TASK SET |
A: In the passage on conditioning effects and placebos, in what setting is taking a placebo drug more effective?
B: Set down the conditioning-effects passage word for word, starting at "For example, research" and ending at "experimentally created pain.".
C: Pick up the passage on conditioning and placebo effects after its final sentence and continue it.

Conditioning effects
Traditional conditioning theories have also been used to explain placebo effects (Wickra-
masekera 1980). It is suggested that patients associate certain factors with recovery and
an improvement in their symptoms. For example, the presence of doctors, white coats,
pills, injections and surgery are associated with improvement, recovery, and with effective
treatment. According to conditioning theory, the unconditioned stimulus (treatment)
would usually be associated with an unconditioned response (recovery). However, if this
unconditioned stimulus (treatment) is paired with a conditioned stimulus (e.g. hospital, a
white coat), the conditioned stimulus can itself elicit a conditioned response (recovery,
the placebo effect). The conditioned stimulus might be comprised of a number of factors,
including the appearance of the doctor, the environment, the actual site of the treatment
or simply taking a pill. This stimulus may then elicit placebo recovery. For example, people
often comment that they feel better as soon as they get into a doctor’s waiting room, that
their headache gets better before they have had time to digest a pill, that symptoms
disappear when a doctor appears. According to conditioning theory, these changes would
be examples of placebo recovery. Several reports provide support for conditioning theory.
For example, research suggests that taking a placebo drug is more effective in a hospital
setting when given by a doctor, than if taken at home given by someone who is not
associated with the medical profession. This suggests that placebo effects require an
interaction between the patient and their environment. In addition, placebo pain reduc-
tion is more effective with clinical and real pain than with experimentally created pain.

SUPPLIED RECORDS |

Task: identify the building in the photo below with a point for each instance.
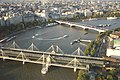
(115, 51)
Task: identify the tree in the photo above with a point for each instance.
(109, 77)
(82, 75)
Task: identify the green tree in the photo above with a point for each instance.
(82, 75)
(109, 77)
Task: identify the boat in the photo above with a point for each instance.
(65, 36)
(9, 39)
(85, 33)
(36, 34)
(75, 41)
(33, 37)
(44, 70)
(104, 25)
(51, 24)
(111, 18)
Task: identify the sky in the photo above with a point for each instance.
(46, 0)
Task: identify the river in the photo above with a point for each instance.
(43, 39)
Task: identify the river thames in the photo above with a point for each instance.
(43, 39)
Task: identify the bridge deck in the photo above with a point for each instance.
(39, 57)
(81, 26)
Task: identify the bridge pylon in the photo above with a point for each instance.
(78, 52)
(54, 49)
(33, 47)
(14, 45)
(47, 61)
(74, 63)
(3, 55)
(22, 55)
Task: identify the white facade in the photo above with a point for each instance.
(87, 12)
(113, 53)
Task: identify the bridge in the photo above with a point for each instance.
(85, 27)
(54, 56)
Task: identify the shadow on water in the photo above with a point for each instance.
(12, 70)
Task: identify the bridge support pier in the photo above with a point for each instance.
(46, 65)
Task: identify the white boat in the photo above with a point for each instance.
(36, 34)
(44, 70)
(111, 18)
(33, 37)
(65, 36)
(9, 39)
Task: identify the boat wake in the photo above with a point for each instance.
(53, 38)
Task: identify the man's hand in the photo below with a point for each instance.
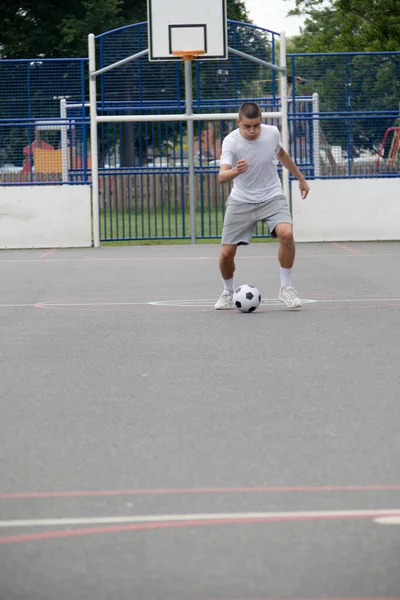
(304, 188)
(241, 166)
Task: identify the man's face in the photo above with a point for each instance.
(250, 128)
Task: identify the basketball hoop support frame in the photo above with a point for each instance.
(189, 117)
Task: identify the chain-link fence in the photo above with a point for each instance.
(344, 121)
(39, 143)
(357, 123)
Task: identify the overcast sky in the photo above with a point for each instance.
(271, 14)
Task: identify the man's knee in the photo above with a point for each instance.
(284, 231)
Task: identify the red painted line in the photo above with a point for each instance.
(347, 248)
(47, 253)
(47, 535)
(182, 491)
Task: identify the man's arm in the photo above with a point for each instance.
(287, 162)
(227, 172)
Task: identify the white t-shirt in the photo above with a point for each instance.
(261, 181)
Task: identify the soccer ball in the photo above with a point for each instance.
(246, 298)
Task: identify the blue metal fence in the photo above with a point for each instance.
(38, 145)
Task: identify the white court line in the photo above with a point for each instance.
(195, 303)
(267, 516)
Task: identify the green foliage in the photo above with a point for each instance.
(348, 26)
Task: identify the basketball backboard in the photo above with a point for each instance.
(176, 26)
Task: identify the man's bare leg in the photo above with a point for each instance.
(286, 256)
(227, 268)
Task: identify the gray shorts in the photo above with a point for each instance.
(241, 218)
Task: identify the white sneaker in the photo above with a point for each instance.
(225, 301)
(288, 296)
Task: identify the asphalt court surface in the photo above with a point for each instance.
(153, 448)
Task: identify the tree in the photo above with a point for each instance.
(348, 25)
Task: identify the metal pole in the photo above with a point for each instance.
(64, 140)
(93, 142)
(284, 111)
(316, 136)
(190, 130)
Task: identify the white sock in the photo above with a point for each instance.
(228, 285)
(285, 277)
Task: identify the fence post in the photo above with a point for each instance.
(284, 111)
(316, 135)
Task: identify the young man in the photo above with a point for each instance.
(248, 157)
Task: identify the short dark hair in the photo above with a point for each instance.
(249, 110)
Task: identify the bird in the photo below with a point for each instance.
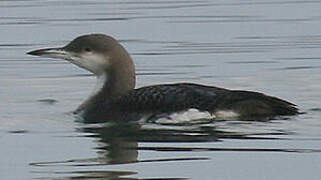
(115, 97)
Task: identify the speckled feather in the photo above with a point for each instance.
(159, 99)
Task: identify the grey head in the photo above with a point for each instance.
(102, 55)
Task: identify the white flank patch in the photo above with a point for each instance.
(226, 114)
(185, 116)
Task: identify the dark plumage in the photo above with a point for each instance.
(117, 100)
(155, 101)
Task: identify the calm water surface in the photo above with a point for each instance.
(268, 46)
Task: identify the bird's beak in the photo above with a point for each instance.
(60, 53)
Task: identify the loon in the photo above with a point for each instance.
(115, 97)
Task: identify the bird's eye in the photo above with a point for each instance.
(87, 49)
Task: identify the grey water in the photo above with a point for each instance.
(268, 46)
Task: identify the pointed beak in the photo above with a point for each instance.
(60, 53)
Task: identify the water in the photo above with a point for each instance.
(266, 46)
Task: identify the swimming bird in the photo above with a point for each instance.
(115, 97)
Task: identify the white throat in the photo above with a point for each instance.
(101, 80)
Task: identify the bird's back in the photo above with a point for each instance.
(170, 98)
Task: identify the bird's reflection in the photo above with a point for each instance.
(120, 143)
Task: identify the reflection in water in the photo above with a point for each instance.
(118, 144)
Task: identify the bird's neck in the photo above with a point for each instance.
(110, 84)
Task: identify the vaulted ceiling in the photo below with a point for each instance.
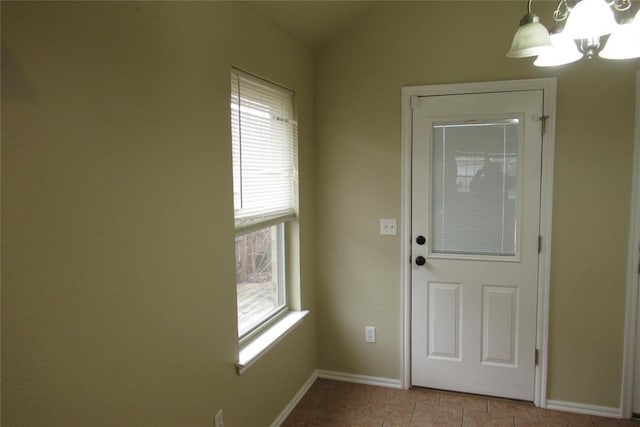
(313, 22)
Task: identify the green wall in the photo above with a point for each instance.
(358, 170)
(118, 281)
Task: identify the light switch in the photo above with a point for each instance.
(388, 226)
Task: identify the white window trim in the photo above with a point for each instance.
(258, 347)
(264, 336)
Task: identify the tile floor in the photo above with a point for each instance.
(335, 403)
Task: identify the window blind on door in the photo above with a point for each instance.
(264, 146)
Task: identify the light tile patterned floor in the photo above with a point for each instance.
(335, 403)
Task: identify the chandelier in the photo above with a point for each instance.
(582, 28)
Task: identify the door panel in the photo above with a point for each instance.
(476, 198)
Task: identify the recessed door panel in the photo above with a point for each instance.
(444, 321)
(499, 325)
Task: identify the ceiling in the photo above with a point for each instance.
(314, 23)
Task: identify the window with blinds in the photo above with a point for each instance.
(264, 151)
(264, 147)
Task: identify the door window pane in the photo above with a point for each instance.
(475, 188)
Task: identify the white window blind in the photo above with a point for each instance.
(264, 138)
(475, 188)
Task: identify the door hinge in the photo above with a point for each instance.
(543, 122)
(414, 101)
(539, 243)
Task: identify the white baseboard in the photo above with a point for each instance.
(581, 408)
(359, 379)
(296, 399)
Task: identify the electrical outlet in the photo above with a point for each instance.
(388, 226)
(370, 334)
(219, 421)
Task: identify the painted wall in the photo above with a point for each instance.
(358, 171)
(118, 282)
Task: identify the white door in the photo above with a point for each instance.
(476, 173)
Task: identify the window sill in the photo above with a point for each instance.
(256, 348)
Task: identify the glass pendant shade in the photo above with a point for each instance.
(564, 51)
(624, 43)
(590, 19)
(531, 39)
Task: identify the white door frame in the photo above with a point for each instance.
(631, 309)
(548, 85)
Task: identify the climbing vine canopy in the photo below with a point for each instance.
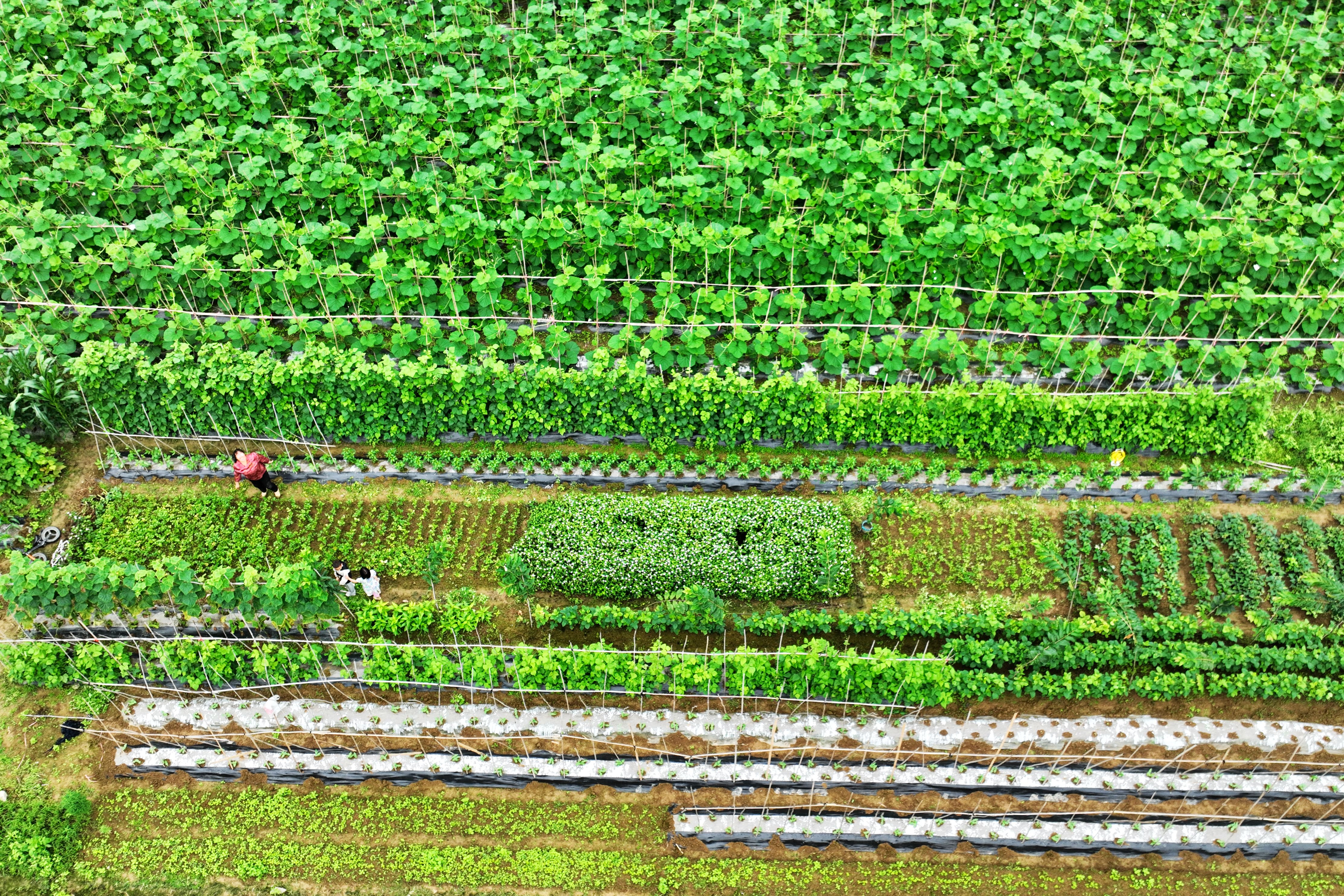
(339, 158)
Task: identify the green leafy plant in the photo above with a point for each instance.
(23, 464)
(621, 546)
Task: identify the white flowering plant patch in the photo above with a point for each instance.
(752, 548)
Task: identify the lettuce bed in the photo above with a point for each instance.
(753, 548)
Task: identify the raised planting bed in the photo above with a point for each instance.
(1025, 480)
(1031, 835)
(620, 767)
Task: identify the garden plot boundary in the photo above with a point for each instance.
(1034, 835)
(1139, 494)
(632, 769)
(983, 737)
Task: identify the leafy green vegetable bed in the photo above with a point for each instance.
(757, 548)
(393, 536)
(739, 146)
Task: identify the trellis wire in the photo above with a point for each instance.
(900, 328)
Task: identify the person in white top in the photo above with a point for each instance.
(369, 581)
(342, 573)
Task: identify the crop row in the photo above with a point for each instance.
(580, 150)
(865, 465)
(812, 671)
(285, 594)
(1288, 569)
(393, 536)
(874, 354)
(329, 394)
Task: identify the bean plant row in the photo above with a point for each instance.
(815, 669)
(874, 465)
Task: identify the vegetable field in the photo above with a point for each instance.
(704, 433)
(560, 160)
(393, 536)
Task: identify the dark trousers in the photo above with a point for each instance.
(265, 484)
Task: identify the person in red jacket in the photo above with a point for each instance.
(253, 468)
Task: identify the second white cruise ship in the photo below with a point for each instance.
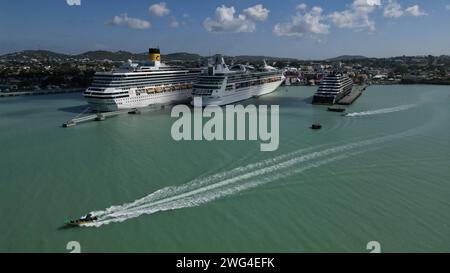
(135, 86)
(333, 88)
(223, 85)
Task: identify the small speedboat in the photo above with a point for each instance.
(336, 109)
(82, 221)
(316, 126)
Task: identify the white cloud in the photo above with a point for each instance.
(303, 23)
(394, 10)
(159, 9)
(301, 7)
(226, 20)
(73, 2)
(134, 23)
(174, 23)
(415, 11)
(257, 13)
(357, 16)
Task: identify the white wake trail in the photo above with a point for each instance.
(382, 111)
(200, 191)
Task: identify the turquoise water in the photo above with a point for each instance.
(380, 175)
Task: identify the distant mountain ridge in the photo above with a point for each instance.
(347, 58)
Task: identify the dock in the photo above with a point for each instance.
(40, 92)
(353, 96)
(102, 116)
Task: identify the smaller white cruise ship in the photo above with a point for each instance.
(140, 85)
(333, 88)
(224, 85)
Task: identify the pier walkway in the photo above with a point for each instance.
(353, 96)
(101, 116)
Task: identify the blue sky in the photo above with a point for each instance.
(287, 28)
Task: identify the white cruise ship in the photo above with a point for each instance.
(223, 85)
(139, 85)
(333, 88)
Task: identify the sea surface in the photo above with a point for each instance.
(380, 174)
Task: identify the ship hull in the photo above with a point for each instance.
(240, 94)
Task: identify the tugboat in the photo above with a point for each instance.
(316, 126)
(83, 220)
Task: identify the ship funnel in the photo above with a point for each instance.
(154, 54)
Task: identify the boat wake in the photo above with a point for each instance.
(207, 189)
(382, 111)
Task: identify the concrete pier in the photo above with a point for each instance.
(104, 115)
(353, 96)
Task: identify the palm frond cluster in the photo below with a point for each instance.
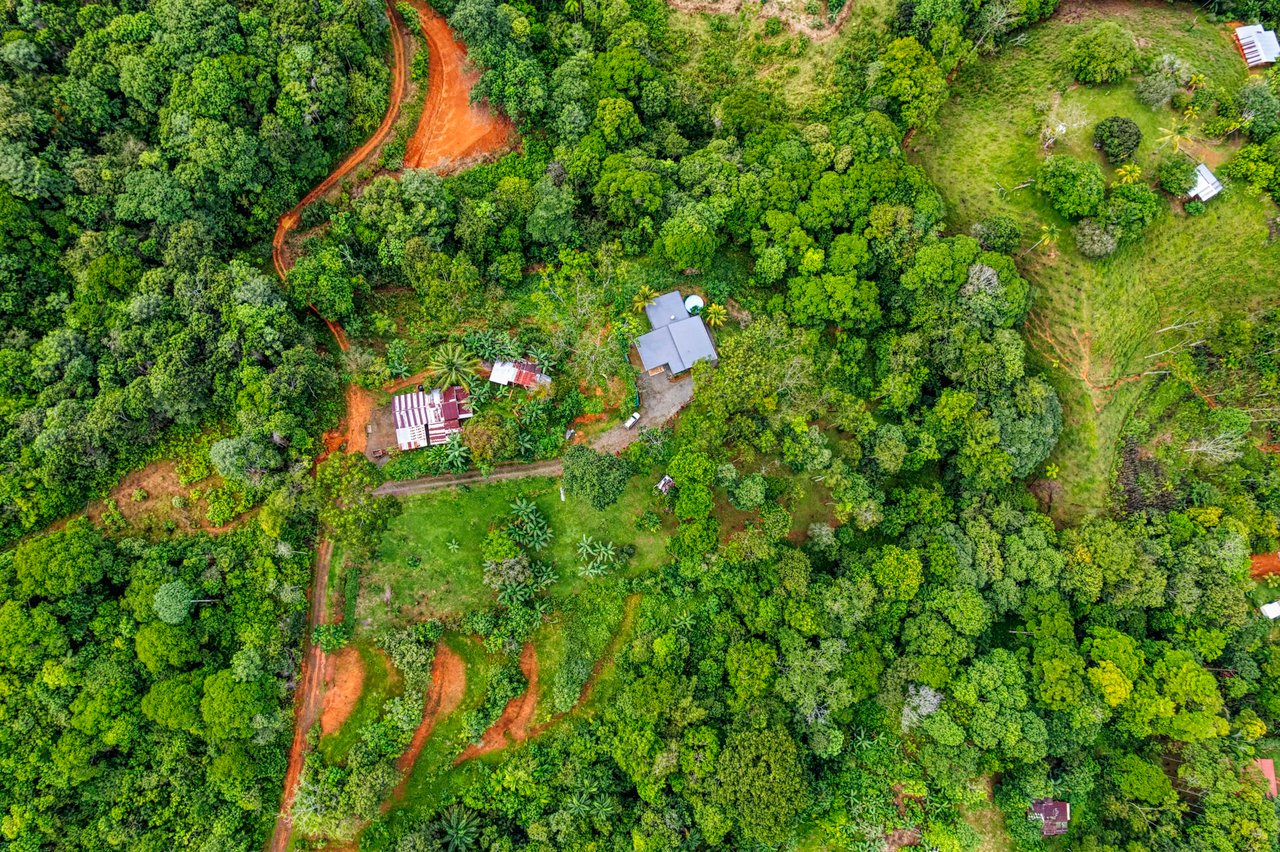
(600, 557)
(529, 526)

ANSWERS IN ORDER |
A: In a hospital setting, when given by a doctor.

B:
For example, research suggests that taking a placebo drug is more effective in a hospital
setting when given by a doctor, than if taken at home given by someone who is not
associated with the medical profession. This suggests that placebo effects require an
interaction between the patient and their environment. In addition, placebo pain reduc-
tion is more effective with clinical and real pain than with experimentally created pain.

C:
This suggests that experimentally created pain does not elicit the association with the
treatment environment, whereas the real pain has the effect of eliciting memories of
previous experiences of treatment, making it more responsive to placebo intervention.
Anxiety reduction
Placebos have also been explained in terms of anxiety reduction. Downing and Rickles
(1983) argued that placebos decrease anxiety, thus helping the patient to recover. In
particular, such a decrease in anxiety is effective in causing pain reduction (Sternbach
1978). For example, according to the gate control theory, anxiety reduction may close
the gate and reduce pain, whereas increased anxiety may open the gate and increase
pain (see Chapter 12). Placebos may decrease anxiety by empowering the individual and
encouraging them to feel that they are in control of their pain. This improved sense of
control, may lead to decreased anxiety, which itself reduces the pain experience. Placebos
may be particularly effective in chronic pain by breaking the anxiety–pain cycle (see
Chapter 12). The role of anxiety reduction is supported by reports that placebos are
more effective in reducing real pain than reducing experimental pain, perhaps because
real pain elicits a greater degree of anxiety, which can be alleviated by the placebo,
whereas experimentally induced pain does not make the individual anxious. However,
there are problems with the anxiety reducing theory of placebos. Primarily, there are
many other effects of placebos besides pain reduction. In addition, Butler and Steptoe
(1986) reported that although placebos increased lung function in asthmatics, this
increase was not related to anxiety.